(Excerpts from a pointing dataset)

_ _ _ _ _ _ _

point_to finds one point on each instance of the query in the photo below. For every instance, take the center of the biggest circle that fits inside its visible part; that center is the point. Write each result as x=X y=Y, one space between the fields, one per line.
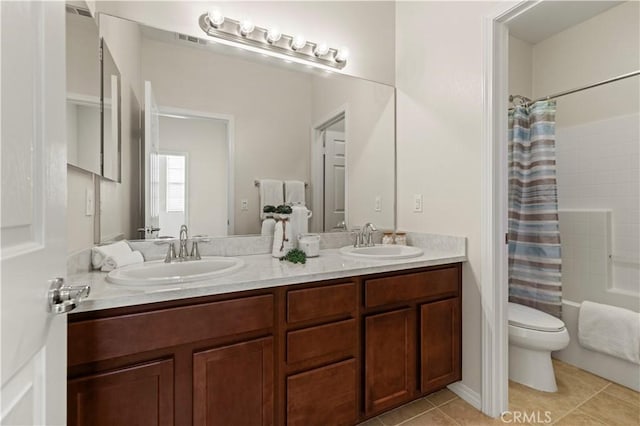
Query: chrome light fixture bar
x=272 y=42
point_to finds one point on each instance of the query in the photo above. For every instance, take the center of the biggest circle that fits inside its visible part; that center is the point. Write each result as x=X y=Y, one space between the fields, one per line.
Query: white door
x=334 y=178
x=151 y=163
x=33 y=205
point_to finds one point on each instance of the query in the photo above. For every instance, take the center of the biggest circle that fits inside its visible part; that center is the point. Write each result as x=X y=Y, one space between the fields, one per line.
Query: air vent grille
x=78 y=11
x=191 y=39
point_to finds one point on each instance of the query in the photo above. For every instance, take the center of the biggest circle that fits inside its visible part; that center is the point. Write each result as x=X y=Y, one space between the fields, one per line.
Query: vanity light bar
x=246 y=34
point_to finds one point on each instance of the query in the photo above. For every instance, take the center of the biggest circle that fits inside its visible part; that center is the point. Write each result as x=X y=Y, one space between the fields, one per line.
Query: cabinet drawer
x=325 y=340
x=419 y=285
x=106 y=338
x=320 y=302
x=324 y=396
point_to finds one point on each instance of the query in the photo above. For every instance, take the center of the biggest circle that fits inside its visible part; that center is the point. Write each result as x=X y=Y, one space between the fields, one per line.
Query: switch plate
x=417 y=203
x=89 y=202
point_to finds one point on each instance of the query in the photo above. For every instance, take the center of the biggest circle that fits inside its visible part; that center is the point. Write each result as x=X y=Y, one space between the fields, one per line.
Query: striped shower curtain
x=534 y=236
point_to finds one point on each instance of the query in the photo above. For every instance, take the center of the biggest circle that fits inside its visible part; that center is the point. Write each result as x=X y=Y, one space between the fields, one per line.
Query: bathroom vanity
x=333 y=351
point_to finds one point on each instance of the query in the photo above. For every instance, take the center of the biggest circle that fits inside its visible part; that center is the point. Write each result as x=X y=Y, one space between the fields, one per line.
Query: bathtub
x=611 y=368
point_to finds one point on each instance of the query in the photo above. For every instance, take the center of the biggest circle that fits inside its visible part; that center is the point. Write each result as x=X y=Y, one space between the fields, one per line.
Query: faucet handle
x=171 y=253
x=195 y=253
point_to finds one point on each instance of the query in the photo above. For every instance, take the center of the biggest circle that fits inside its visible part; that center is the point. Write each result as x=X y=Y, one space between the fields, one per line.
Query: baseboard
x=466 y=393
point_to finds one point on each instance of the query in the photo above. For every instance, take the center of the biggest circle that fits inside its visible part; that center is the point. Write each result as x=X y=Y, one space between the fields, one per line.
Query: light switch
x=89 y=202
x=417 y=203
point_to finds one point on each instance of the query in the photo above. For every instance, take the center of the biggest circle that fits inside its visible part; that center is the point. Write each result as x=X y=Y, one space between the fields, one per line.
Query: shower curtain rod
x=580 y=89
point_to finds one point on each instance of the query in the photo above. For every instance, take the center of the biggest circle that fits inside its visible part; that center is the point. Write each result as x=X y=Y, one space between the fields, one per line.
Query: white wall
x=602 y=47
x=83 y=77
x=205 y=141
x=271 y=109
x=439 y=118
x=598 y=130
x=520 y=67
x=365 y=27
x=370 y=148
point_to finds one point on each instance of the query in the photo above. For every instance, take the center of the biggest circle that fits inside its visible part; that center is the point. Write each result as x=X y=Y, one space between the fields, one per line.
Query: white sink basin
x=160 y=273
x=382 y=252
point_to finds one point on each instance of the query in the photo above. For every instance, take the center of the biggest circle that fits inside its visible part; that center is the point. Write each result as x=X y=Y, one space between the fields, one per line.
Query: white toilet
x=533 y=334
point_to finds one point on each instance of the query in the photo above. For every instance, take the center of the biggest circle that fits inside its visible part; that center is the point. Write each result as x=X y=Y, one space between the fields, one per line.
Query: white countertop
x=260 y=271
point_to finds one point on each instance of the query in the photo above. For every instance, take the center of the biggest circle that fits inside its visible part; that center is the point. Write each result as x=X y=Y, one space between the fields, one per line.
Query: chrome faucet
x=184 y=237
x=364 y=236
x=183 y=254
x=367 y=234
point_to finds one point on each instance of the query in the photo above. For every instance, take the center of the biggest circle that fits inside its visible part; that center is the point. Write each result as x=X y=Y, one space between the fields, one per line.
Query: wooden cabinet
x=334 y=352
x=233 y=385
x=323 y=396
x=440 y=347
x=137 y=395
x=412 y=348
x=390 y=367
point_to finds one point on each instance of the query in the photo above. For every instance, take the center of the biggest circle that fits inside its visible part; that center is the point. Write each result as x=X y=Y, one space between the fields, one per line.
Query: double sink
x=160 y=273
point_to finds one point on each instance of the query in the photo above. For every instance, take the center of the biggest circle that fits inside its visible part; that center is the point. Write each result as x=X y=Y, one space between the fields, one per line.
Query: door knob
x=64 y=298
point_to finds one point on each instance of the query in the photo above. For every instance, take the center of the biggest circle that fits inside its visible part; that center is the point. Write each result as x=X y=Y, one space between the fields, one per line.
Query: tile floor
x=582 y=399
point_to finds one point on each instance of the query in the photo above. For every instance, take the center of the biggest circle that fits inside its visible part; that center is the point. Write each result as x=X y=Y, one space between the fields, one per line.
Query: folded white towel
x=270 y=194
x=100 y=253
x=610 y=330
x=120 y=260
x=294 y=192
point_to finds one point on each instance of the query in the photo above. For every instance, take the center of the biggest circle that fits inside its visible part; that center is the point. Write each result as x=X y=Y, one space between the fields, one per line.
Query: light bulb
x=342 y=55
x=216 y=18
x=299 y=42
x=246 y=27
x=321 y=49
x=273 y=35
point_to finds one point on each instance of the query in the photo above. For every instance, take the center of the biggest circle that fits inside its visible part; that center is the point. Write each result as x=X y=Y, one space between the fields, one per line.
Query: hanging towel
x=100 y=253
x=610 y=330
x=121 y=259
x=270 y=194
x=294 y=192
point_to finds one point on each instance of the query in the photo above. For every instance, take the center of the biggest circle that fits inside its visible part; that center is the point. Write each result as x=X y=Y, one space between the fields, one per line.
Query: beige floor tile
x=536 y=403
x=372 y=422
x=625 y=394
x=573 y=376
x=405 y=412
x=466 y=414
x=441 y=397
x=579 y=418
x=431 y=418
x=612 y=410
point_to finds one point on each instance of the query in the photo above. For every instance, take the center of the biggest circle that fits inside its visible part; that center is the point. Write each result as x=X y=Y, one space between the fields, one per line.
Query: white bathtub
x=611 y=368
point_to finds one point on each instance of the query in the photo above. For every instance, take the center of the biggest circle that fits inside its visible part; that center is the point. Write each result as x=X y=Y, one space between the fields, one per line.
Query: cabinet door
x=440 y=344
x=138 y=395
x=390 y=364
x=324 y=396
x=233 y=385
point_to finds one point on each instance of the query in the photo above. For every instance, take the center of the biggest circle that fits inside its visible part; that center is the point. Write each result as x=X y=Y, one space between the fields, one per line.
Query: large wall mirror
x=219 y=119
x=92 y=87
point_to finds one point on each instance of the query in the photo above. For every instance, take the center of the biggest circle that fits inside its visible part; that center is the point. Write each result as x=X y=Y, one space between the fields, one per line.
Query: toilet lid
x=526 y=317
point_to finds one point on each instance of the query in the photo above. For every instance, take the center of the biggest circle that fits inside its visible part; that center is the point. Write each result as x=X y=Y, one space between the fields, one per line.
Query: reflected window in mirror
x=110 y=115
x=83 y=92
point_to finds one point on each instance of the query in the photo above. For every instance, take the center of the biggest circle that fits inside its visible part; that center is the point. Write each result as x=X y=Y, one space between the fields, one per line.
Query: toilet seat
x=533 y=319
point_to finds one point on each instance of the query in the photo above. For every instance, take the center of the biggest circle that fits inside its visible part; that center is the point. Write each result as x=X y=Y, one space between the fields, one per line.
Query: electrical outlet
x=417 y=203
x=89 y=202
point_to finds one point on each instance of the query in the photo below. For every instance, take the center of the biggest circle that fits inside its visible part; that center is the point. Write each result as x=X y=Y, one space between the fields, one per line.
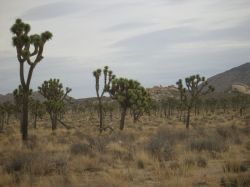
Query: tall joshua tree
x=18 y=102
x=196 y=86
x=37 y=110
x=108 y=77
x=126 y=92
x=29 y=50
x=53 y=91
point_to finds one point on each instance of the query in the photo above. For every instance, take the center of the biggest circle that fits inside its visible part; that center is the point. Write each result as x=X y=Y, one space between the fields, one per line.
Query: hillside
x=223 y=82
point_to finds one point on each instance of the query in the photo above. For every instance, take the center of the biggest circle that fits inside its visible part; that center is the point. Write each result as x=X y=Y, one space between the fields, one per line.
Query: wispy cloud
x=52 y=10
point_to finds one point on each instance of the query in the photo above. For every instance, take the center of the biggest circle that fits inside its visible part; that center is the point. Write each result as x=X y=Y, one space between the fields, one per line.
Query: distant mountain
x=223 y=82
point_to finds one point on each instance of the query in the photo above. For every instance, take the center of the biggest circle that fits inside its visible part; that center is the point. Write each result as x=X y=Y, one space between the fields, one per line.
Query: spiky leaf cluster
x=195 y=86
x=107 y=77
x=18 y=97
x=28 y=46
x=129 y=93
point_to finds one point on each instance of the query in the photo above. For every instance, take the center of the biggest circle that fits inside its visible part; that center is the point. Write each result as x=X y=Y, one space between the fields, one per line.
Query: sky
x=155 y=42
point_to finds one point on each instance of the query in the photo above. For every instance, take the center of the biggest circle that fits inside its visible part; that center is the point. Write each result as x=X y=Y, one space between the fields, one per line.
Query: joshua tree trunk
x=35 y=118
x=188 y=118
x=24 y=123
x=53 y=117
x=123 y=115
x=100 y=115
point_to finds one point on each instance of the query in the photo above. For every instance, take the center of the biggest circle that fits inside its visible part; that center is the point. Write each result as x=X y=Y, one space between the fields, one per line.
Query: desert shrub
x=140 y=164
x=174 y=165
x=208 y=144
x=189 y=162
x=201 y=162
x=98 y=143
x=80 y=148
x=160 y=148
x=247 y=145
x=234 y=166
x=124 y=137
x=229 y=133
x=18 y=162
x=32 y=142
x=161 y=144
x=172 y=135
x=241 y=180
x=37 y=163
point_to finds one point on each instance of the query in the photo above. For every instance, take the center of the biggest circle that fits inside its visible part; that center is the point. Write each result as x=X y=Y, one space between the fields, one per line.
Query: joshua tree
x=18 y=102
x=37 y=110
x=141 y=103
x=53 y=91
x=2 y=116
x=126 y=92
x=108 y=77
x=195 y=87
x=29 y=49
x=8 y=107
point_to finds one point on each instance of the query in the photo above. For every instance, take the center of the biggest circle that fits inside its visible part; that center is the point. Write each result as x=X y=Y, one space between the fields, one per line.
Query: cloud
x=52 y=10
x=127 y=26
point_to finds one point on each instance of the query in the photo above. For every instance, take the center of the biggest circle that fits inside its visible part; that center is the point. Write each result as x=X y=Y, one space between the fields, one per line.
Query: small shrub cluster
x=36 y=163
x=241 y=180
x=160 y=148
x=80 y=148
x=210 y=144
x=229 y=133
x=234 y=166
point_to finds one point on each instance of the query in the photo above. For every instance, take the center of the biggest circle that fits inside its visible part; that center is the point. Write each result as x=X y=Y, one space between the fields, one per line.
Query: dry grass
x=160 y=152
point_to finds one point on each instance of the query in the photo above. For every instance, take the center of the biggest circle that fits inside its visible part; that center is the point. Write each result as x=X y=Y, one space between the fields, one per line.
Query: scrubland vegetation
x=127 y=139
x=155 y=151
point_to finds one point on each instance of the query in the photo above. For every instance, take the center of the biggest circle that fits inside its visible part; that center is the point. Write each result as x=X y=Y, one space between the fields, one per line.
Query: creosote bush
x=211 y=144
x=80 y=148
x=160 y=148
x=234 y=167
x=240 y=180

_ _ _ _ _ _ _

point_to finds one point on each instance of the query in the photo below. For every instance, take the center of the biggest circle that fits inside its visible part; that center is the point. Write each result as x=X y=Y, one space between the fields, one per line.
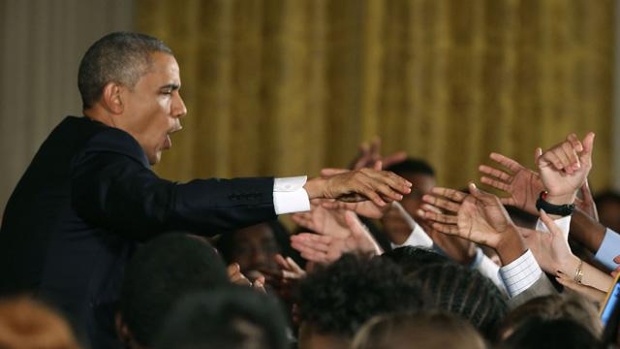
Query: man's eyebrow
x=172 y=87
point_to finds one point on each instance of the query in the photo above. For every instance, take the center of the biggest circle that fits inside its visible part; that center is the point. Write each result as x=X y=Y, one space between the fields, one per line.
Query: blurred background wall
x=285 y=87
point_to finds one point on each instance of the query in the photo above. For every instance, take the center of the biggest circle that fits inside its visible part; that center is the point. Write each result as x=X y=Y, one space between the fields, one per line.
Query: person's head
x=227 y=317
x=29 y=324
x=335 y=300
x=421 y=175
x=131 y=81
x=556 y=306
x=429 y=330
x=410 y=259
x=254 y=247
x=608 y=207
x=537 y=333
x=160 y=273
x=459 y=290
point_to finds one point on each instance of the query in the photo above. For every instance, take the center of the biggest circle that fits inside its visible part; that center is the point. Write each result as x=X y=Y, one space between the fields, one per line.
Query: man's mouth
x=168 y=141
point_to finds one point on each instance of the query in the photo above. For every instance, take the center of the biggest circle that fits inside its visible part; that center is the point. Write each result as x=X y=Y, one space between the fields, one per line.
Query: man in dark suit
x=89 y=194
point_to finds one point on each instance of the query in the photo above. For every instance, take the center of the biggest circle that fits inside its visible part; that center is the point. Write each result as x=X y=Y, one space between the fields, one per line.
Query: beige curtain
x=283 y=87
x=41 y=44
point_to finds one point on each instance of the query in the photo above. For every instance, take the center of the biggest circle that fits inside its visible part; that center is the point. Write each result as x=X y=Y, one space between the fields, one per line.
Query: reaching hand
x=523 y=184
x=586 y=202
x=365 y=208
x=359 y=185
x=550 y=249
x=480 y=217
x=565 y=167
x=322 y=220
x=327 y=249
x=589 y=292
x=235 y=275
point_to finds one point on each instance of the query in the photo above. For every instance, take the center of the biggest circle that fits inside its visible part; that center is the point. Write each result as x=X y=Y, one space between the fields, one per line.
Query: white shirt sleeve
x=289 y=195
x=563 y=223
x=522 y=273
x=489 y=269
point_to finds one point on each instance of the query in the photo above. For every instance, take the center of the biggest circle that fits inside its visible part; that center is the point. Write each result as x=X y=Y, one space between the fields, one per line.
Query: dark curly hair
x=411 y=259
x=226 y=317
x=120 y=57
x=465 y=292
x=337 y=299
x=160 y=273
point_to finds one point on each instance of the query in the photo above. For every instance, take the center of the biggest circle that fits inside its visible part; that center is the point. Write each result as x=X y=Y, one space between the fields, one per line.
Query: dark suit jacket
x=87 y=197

_ _ _ _ _ _ _

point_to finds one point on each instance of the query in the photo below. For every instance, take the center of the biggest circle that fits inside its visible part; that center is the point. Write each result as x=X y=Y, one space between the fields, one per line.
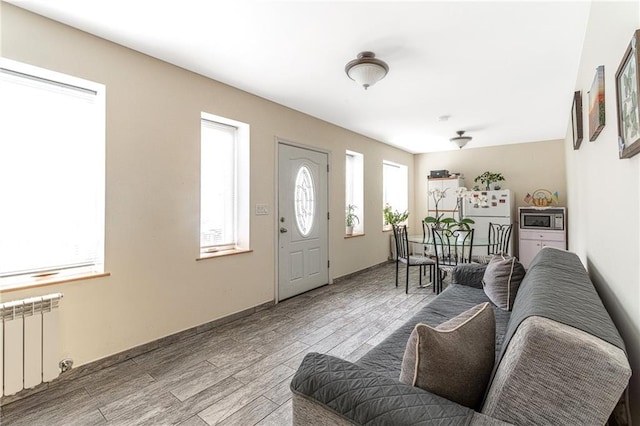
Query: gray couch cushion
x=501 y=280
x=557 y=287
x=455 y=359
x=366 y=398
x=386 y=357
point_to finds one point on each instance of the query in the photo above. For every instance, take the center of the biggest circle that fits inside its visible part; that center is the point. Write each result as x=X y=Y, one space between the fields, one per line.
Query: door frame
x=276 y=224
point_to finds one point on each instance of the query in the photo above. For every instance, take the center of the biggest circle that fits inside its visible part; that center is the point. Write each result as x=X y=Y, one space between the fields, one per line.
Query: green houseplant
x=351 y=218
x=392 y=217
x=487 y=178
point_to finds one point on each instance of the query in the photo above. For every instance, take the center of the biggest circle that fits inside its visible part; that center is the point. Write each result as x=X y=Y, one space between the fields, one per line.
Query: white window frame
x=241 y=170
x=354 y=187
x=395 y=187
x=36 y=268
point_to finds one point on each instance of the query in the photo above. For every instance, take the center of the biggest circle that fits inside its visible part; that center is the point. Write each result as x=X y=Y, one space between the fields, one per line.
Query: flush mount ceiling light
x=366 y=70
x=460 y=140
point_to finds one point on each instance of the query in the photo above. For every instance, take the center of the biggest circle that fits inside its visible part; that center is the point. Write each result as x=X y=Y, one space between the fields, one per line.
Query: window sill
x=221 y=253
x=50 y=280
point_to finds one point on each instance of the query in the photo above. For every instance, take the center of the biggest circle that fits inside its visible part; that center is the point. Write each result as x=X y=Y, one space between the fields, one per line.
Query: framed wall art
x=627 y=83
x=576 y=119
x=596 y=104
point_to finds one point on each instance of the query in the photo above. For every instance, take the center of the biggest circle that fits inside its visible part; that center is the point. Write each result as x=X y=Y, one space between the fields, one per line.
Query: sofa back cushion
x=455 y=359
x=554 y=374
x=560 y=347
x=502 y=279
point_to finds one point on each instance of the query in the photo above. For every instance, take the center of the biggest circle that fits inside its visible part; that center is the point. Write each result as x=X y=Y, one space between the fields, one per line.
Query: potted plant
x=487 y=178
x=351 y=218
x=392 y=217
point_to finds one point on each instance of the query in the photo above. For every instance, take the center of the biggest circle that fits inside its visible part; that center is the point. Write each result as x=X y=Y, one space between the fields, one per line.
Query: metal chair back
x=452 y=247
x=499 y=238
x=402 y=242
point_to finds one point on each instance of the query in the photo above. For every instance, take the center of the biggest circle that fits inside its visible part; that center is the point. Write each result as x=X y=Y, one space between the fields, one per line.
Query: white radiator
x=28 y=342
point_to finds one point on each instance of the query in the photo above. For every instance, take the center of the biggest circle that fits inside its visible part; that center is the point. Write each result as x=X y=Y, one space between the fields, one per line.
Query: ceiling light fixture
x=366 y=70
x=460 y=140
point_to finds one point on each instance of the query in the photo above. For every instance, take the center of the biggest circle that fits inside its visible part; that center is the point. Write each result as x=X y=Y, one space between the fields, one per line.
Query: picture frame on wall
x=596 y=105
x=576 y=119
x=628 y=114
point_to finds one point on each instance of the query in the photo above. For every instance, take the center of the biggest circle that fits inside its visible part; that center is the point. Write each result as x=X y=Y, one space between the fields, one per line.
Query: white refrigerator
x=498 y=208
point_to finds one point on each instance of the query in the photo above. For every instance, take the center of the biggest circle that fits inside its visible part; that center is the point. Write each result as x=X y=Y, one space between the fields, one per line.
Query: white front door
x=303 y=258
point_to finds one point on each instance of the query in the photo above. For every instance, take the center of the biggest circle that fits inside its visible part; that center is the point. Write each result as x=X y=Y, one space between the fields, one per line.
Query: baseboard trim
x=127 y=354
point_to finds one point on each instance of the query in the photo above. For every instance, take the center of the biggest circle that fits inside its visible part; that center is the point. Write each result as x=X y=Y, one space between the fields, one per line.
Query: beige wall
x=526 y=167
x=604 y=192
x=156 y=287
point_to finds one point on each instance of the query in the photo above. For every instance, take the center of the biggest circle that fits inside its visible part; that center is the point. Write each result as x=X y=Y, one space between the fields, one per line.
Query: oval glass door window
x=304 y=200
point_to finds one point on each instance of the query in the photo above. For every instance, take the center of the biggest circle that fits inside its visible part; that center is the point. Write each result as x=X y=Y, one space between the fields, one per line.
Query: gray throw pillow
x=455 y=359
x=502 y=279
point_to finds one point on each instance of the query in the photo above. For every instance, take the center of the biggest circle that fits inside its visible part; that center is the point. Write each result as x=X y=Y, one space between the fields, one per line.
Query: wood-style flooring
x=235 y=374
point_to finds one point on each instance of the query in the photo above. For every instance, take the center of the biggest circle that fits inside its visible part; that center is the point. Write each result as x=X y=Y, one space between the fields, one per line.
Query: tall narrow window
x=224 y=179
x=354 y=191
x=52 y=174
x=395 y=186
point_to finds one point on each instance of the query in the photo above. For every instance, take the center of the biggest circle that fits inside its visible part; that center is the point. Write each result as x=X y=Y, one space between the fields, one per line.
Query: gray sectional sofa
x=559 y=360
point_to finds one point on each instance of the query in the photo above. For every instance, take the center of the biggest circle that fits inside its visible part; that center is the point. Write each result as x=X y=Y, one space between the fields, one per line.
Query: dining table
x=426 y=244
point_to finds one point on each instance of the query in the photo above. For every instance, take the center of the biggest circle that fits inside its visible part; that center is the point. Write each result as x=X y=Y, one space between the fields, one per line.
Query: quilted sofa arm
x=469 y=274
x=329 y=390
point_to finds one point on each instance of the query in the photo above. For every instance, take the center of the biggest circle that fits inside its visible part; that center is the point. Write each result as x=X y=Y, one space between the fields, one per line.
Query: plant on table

_ _ _ _ _ _ _

### REQUIRED WORK
State how many lines in the items above contain the string "suit", matching case exactly, and reply with that number alone.

### CORRECT RESPONSE
2